### Что сделать
**a.** Какое понятие статья о романе «Доктор Живаго» называет актуальным применительно к поэтике этого романа?
**b.** Пожалуйста, перепишите часть статьи, которая начинается словами «По отношению к» и заканчивается словами «и сферы объективности.», заменив «преодолении» на «снятии».

### Текст для чтения
==================================================

ОБРАЗЫ НЕБА И СОЛНЦА В РОМАНЕ Б. ПАСТЕРНАКА «ДОКТОР ЖИВАГО»
Ди Сяося
Cеверо-Западный педагогический университет Аниндунлу, 967, Ланьчжоу, Ганьсу, Китай, 730070
Анализируется феноменологический аспект в содержании романа Б. Пастернака «Доктор Живаго». Обращение к пространственно-природным образ (небо, солнце) позволяет показать единство субъектно-объектных отношений в произведении.
Ключевые слова: Пастернак, «Доктор Живаго», феноменологический, природно-пространст-венные образы, субъектно-объектные отношения.
По отношению к поэтике романа «Доктор Живаго» актуально применение понятия «феноменологическое сознание», проявляющего себя на различных уровнях в качестве концептуальной инстанции, смысл которой состоит в преодолении противопоставленности сферы субъективности и сферы объективности.
В моделировании пространства, каким предстает внутренний мир героя, неотторжимый от внеположных объектов, особую роль играют пространственно-природные образы, которые наделяются способностью активного «самовыражения» в тексте. Они теряют свою «статичность» и становятся совокупностью бесконечного числа восприятий, воплощения которых фиксируются в тексте. Мы видим, как сознание персонажей на протяжении развития сюжета постоянно возвращается к одним и тем же природным объектам, наполняя их каждый раз особым смыслом и «доосмысляя» их. Благодаря многократным повторам четкая граница объективного и субъективного наполнения объекта постепенно размывается и открывает пути во внутреннее пространство.

==================================================

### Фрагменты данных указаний

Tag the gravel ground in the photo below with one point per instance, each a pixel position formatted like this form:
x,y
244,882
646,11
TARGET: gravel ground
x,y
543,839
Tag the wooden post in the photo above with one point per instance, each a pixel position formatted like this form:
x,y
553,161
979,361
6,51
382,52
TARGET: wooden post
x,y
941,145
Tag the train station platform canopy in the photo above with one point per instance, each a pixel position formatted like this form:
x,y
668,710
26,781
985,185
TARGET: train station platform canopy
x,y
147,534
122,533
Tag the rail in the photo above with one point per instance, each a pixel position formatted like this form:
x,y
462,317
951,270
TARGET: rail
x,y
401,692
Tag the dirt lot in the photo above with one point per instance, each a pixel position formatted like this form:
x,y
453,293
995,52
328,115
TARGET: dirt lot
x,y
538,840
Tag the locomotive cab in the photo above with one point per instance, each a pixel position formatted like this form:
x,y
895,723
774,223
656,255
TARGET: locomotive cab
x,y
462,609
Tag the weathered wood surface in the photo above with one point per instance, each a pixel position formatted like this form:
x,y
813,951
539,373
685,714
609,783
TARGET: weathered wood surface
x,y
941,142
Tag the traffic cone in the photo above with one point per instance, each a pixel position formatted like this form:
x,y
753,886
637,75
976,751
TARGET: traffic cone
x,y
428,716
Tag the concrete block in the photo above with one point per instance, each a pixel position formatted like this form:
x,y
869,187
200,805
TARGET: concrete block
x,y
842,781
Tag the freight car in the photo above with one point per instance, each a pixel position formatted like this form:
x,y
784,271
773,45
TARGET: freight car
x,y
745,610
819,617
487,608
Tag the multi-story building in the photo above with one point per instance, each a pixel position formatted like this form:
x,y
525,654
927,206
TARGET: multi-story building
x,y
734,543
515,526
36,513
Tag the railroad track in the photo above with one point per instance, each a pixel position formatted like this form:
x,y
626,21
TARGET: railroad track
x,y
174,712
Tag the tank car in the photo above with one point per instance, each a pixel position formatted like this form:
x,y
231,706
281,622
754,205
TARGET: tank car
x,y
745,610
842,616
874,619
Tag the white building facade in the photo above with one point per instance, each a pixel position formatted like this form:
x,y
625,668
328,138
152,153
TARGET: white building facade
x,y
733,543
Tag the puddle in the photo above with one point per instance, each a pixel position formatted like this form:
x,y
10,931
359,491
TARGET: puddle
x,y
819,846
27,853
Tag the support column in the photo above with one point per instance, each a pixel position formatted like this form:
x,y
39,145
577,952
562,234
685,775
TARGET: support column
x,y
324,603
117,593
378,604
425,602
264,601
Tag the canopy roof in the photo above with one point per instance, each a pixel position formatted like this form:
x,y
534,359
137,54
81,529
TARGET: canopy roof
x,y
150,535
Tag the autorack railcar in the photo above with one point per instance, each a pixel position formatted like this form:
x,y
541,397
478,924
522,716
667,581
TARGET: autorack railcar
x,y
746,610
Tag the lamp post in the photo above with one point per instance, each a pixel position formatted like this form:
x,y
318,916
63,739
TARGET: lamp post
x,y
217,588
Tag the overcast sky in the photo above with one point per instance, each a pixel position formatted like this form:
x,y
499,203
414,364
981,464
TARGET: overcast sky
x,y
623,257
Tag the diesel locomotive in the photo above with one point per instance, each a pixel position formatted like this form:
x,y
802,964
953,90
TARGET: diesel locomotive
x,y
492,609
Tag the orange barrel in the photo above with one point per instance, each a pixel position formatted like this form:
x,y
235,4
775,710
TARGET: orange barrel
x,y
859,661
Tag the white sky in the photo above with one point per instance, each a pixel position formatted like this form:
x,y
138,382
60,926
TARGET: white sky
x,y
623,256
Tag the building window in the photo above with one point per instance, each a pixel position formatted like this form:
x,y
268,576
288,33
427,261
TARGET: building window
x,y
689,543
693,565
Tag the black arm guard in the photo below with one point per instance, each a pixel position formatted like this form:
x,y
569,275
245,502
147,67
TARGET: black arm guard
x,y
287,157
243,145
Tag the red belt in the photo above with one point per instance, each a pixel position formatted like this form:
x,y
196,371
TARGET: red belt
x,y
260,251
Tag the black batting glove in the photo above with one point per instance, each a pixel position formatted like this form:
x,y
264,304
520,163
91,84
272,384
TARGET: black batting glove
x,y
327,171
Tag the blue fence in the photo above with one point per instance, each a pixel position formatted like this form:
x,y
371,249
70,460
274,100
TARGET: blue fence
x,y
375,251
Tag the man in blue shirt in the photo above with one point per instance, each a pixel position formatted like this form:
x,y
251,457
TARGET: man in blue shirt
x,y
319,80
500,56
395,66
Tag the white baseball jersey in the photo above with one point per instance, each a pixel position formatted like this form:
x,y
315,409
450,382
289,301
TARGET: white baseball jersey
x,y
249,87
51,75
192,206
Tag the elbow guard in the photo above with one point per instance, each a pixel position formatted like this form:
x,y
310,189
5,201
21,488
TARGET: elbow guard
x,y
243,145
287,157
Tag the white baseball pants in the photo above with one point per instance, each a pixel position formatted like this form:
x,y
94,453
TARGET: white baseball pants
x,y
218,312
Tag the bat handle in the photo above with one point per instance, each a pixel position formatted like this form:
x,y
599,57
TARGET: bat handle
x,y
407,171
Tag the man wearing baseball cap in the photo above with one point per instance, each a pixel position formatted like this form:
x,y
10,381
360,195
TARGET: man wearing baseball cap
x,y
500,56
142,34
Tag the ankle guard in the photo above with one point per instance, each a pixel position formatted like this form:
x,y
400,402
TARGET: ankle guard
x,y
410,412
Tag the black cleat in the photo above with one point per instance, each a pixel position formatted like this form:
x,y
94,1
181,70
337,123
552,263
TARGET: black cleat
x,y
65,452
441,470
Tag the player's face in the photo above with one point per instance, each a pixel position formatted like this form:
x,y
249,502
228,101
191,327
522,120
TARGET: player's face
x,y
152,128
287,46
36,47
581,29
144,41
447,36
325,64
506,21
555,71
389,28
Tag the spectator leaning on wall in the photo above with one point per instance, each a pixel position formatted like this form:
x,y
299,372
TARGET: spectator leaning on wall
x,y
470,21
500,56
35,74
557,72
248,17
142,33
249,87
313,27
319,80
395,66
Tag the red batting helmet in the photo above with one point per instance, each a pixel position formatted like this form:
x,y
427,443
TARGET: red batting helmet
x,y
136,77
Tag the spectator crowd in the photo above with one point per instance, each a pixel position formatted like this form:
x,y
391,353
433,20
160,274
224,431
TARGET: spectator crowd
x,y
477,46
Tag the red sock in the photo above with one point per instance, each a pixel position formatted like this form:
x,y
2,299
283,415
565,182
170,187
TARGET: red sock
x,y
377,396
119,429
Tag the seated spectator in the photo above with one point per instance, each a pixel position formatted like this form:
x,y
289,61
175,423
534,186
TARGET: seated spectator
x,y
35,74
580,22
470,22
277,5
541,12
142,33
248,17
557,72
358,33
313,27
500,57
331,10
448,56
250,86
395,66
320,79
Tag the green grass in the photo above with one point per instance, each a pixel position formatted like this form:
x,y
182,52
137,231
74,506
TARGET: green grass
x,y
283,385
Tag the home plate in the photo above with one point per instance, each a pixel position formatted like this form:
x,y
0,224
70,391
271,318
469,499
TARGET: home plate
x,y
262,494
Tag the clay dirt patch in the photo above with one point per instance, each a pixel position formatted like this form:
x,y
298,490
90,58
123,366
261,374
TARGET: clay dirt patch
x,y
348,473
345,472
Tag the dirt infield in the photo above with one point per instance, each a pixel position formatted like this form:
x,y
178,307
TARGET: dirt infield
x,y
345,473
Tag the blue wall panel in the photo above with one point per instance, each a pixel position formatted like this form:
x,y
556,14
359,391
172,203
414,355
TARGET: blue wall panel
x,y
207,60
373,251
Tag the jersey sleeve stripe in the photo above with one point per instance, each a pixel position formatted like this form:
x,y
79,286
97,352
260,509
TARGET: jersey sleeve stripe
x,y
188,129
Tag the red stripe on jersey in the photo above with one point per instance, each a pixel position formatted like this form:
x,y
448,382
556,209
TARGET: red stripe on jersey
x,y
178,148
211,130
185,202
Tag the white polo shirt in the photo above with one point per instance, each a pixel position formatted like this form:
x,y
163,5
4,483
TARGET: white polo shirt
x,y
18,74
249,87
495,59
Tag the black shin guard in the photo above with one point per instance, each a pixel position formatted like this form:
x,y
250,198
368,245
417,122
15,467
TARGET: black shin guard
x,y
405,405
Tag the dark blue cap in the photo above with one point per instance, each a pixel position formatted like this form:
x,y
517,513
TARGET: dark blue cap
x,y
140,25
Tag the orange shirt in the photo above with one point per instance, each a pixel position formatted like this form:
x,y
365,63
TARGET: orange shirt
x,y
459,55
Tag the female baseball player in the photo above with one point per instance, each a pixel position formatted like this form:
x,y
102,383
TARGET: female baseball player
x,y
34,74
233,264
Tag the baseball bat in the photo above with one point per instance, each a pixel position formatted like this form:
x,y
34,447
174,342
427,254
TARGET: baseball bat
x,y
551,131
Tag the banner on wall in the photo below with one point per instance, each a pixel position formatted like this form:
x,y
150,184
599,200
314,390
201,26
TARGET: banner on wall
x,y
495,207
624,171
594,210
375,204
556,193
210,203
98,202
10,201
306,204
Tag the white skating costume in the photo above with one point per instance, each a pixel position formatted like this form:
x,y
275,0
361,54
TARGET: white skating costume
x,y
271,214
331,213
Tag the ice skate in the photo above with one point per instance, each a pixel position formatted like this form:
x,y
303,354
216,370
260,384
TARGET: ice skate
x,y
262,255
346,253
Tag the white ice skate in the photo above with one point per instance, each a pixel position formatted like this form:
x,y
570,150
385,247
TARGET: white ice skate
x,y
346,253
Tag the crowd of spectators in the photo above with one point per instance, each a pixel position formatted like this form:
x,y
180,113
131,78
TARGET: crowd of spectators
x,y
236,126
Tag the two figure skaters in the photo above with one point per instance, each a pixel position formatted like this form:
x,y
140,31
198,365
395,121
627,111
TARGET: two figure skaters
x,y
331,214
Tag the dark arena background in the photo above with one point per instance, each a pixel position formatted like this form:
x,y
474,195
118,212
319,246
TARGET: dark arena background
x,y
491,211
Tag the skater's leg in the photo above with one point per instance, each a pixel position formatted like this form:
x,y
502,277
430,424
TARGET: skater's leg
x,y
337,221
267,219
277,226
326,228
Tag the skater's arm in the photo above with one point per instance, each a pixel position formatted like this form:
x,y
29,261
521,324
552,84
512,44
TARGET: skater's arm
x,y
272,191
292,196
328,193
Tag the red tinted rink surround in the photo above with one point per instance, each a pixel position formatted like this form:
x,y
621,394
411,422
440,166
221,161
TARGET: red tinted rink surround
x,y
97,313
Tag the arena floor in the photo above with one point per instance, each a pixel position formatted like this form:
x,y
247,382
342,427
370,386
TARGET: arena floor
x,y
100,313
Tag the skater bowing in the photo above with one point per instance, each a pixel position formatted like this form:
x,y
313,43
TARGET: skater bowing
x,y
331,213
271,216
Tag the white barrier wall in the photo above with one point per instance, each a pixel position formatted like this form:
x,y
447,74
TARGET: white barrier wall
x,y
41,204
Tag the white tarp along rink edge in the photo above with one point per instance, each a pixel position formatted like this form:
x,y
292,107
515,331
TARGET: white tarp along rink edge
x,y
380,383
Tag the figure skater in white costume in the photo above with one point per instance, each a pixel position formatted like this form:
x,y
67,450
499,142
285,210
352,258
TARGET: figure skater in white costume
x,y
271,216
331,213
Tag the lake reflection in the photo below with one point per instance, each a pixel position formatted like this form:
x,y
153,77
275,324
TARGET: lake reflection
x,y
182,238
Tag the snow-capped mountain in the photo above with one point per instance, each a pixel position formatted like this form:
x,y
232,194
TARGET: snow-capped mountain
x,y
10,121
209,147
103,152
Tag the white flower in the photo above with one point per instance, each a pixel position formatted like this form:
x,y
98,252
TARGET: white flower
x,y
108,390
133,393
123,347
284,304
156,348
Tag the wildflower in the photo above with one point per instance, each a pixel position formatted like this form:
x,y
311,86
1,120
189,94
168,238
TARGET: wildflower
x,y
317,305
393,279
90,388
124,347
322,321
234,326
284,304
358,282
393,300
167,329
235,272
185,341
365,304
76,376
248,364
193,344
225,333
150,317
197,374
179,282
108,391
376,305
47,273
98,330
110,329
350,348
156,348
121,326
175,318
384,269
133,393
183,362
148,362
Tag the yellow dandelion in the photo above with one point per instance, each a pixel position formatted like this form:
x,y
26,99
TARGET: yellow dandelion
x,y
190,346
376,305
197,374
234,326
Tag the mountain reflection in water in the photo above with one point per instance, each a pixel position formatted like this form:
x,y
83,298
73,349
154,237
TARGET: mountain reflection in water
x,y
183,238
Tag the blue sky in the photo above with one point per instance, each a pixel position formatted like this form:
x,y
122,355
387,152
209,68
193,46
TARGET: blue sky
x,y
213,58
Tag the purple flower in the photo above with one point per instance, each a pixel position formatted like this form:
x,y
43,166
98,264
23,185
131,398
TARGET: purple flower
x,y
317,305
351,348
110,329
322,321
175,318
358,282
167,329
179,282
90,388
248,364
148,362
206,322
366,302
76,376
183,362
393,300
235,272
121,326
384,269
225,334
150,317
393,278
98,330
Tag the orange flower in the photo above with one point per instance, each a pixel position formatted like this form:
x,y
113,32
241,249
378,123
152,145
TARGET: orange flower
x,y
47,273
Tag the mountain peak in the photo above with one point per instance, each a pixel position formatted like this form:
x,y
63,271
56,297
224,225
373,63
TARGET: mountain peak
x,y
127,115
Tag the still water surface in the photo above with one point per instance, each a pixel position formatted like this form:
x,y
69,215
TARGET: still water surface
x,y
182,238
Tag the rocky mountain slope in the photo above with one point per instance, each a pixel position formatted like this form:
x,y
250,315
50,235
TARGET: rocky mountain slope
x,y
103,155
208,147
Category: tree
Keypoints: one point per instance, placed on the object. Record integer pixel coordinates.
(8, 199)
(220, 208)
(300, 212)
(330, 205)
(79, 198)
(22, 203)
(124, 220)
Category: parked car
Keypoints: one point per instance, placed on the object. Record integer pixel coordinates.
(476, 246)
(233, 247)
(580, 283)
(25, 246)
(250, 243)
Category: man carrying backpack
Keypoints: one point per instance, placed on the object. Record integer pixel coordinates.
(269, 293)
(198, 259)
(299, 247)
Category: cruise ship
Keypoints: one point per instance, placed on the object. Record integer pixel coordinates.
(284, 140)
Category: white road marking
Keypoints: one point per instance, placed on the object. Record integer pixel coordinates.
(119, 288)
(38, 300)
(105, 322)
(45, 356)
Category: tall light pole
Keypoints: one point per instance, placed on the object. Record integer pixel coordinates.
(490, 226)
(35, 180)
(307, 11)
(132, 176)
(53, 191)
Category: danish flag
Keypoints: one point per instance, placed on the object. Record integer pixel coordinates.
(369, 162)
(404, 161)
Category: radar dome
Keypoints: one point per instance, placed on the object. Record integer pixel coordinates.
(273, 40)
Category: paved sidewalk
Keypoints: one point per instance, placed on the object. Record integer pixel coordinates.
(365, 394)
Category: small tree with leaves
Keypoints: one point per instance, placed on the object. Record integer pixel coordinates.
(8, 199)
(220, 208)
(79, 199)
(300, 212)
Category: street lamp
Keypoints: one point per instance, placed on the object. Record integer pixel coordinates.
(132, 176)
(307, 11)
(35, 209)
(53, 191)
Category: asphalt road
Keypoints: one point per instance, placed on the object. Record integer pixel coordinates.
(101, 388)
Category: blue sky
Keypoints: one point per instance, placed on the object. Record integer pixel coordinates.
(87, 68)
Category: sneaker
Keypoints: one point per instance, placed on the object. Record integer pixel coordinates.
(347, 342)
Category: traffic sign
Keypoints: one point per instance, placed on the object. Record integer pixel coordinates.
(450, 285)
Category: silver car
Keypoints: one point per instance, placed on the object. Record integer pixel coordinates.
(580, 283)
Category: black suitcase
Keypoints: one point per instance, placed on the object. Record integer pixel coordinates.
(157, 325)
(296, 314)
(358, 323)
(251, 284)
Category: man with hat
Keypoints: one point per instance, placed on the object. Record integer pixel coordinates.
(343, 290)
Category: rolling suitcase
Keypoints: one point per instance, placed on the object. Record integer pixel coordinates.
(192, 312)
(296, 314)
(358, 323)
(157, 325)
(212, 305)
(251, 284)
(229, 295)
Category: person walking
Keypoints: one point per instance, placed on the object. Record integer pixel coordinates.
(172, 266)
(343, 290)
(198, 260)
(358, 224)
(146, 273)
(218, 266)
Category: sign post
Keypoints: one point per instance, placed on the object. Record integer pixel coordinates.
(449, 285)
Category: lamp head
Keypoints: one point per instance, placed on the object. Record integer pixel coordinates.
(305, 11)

==================================================

### Полные ответы
**a.** Понятие «феноменологическое сознание».

**b.**
По отношению к поэтике романа «Доктор Живаго» актуально применение понятия «феноменологическое сознание», проявляющего себя на различных уровнях в качестве концептуальной инстанции, смысл которой состоит в снятии противопоставленности сферы субъективности и сферы объективности.